### Set exercise
Produce an exact transcription of the listing below, omitting the pictures.

### Material to process
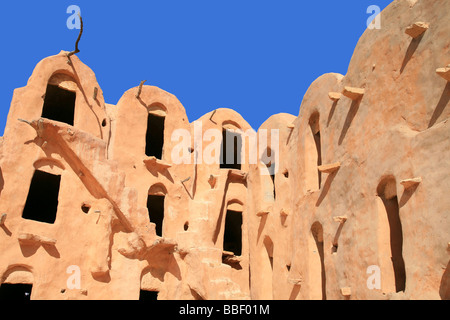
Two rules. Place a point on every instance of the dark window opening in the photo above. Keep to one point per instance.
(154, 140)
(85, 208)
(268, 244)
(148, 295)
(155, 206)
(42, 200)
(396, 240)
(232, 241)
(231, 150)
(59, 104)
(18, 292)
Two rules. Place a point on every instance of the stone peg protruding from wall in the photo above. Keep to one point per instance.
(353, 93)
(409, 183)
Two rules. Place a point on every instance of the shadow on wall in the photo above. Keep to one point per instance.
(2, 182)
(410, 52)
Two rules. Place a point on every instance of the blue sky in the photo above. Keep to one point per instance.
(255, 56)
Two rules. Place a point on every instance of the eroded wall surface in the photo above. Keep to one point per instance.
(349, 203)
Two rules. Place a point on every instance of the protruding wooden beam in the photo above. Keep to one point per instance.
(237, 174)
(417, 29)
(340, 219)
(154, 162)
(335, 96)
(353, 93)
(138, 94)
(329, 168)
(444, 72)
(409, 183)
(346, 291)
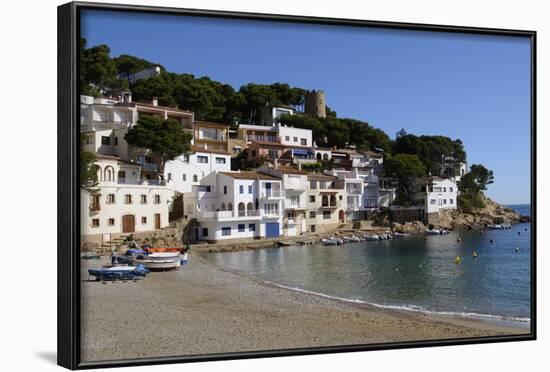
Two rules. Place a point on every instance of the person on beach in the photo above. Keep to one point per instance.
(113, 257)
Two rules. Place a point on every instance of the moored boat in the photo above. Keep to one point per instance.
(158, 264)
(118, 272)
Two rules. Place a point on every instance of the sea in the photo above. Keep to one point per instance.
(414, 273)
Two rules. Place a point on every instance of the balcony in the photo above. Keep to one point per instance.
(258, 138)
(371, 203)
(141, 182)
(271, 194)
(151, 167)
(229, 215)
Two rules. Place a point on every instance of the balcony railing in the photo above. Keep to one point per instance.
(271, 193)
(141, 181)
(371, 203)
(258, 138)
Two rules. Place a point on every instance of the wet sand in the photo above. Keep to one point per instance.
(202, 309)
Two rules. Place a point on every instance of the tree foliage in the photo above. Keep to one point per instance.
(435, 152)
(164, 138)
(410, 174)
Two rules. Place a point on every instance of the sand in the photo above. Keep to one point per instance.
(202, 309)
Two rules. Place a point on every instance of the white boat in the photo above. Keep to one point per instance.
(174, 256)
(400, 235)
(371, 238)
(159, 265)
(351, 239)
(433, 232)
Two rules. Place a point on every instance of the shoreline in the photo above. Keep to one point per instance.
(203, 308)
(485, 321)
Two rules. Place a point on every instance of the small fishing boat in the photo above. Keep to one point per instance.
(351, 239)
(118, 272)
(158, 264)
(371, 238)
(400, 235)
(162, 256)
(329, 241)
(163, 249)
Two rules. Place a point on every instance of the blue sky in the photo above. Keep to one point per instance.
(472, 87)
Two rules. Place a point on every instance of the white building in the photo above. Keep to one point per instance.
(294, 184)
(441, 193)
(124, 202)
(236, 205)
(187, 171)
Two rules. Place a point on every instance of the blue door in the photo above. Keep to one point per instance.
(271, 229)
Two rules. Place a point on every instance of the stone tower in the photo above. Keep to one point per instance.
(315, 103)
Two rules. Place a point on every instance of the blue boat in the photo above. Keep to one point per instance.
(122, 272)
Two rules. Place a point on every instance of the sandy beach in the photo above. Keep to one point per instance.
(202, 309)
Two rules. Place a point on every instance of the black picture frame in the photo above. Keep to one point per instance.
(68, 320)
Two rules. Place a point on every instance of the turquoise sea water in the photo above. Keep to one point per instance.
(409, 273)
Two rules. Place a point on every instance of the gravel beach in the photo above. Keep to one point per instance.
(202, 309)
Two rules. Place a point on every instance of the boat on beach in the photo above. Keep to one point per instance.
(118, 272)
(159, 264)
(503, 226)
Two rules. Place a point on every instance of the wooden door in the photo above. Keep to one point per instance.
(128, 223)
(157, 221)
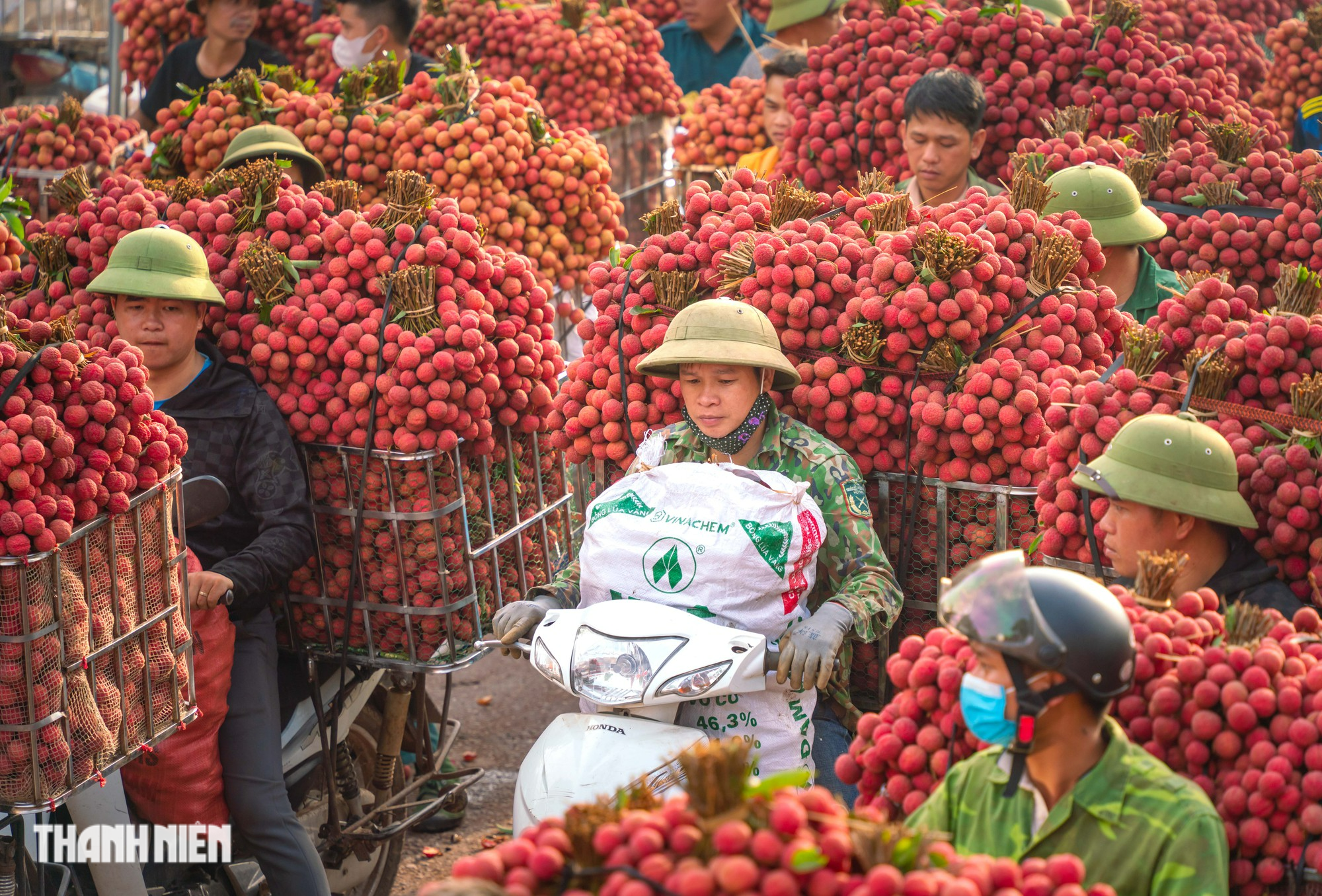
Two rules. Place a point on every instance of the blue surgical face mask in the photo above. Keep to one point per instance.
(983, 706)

### Result for this task
Two rules. Place a point on every instance of the dark window opening in the photo above. Keep to one point per instance.
(154, 140)
(85, 208)
(268, 244)
(148, 295)
(155, 206)
(42, 200)
(396, 240)
(232, 241)
(231, 150)
(59, 104)
(18, 292)
Two rules. Place a point on every instance of the stone peg protruding from wall in the photo above. Keep to one point per instance.
(353, 93)
(409, 183)
Two rules. Place a point on every instance of the shadow on wall in the photo above. Keep to one point per instance.
(2, 182)
(410, 52)
Two rules. Place a point on every instance of the blue sky in the photo above. Keep to one point per instance.
(255, 56)
Two rules. Place a point on every instance of the eroded wall surface in the photo above. Keep to one point per instance.
(349, 203)
Two rules. Place a point on every instance of the protruding wooden beam in the photo above. Keep to one point per instance.
(237, 174)
(417, 29)
(340, 219)
(154, 162)
(335, 96)
(353, 93)
(138, 94)
(329, 168)
(444, 72)
(409, 183)
(346, 291)
Two rules. Place a point on every instance of the person on beach in the photo above. Keep to one point per instance.
(113, 257)
Two rules. Place a point on every instance of the moored boat in the photo above. Keep to one point per instance.
(158, 264)
(118, 272)
Two rules. Place a point on every instance of the sea in the photo above. Keep to one point per instance.
(414, 273)
Two rules. Place a point on every instance of the balcony in the photo above. Keep to one point per instance.
(258, 138)
(371, 203)
(141, 182)
(271, 194)
(151, 167)
(229, 215)
Two rules. Place a point on every instance of the balcony railing in the photo above. Keep to one point per instance.
(271, 193)
(141, 181)
(371, 203)
(258, 138)
Two rules. Place a point on every instance of the wet sand in the photo above. Keep to one point per instance.
(202, 309)
Two rules. Place a point on every instance of the tree foliage in the photo above. Keep to one point per instance.
(435, 152)
(164, 138)
(410, 174)
Two rules. Place a point on every instance of the sand in the photo above. Keep to one point per instance.
(202, 309)
Two rules. Place a point on every instance of the white boat in the photo above. Keep to one point per instance.
(174, 256)
(400, 235)
(371, 238)
(159, 265)
(351, 239)
(433, 232)
Two rules. Place a point on every instance of the shoreline in the photo above. Keep to one point per instance.
(203, 308)
(485, 321)
Two rules. Place a point on every instance of the small fishing boat in the photo above. Keep to one point per instance.
(351, 239)
(118, 272)
(158, 264)
(371, 238)
(400, 235)
(162, 256)
(329, 241)
(163, 249)
Two rules. Place a point on every instance of the blue sky in the photo above. Keep to one point per instance.
(472, 87)
Two rules. Place a point on every instance of the white building in the photo above. Keep to one point per instance.
(294, 184)
(441, 193)
(124, 202)
(236, 205)
(187, 171)
Two rules. Place a point on every instance of the blue door in the photo above. Keep to one point per instance.
(271, 229)
Two rules. Place a point on every instance of the stone tower in the photo above. Keep to one point per instance.
(315, 103)
Two rules. Place a point on every instance of the blue boat in the photo above. Keep to one point per instance.
(122, 272)
Two rules. Place a point on every instance of the sandy beach in the photo above. Keep to one point per instance.
(202, 309)
Two rules. Place a point on every instance of the black picture frame in the photo above. Keep to one point per instance.
(68, 320)
Two rules. Place a point on every instance of the turquoise sea water in the photo above. Keep to one point per instance.
(409, 273)
Two rules. Place a point on every instance of the gravel beach in the photo above. Keep to one point per instance.
(202, 309)
Two rules. Place a point on every instance of the boat on beach in the photo above. Keep to one point per instance.
(118, 272)
(159, 264)
(503, 226)
Two rules. Place a point on every instance of the wooden door in the photo above. Keep to one point per instance.
(128, 223)
(157, 221)
Two rules. Place a point on every instance of the blue surgical face mask in the photo above. Keep to one point per instance.
(983, 706)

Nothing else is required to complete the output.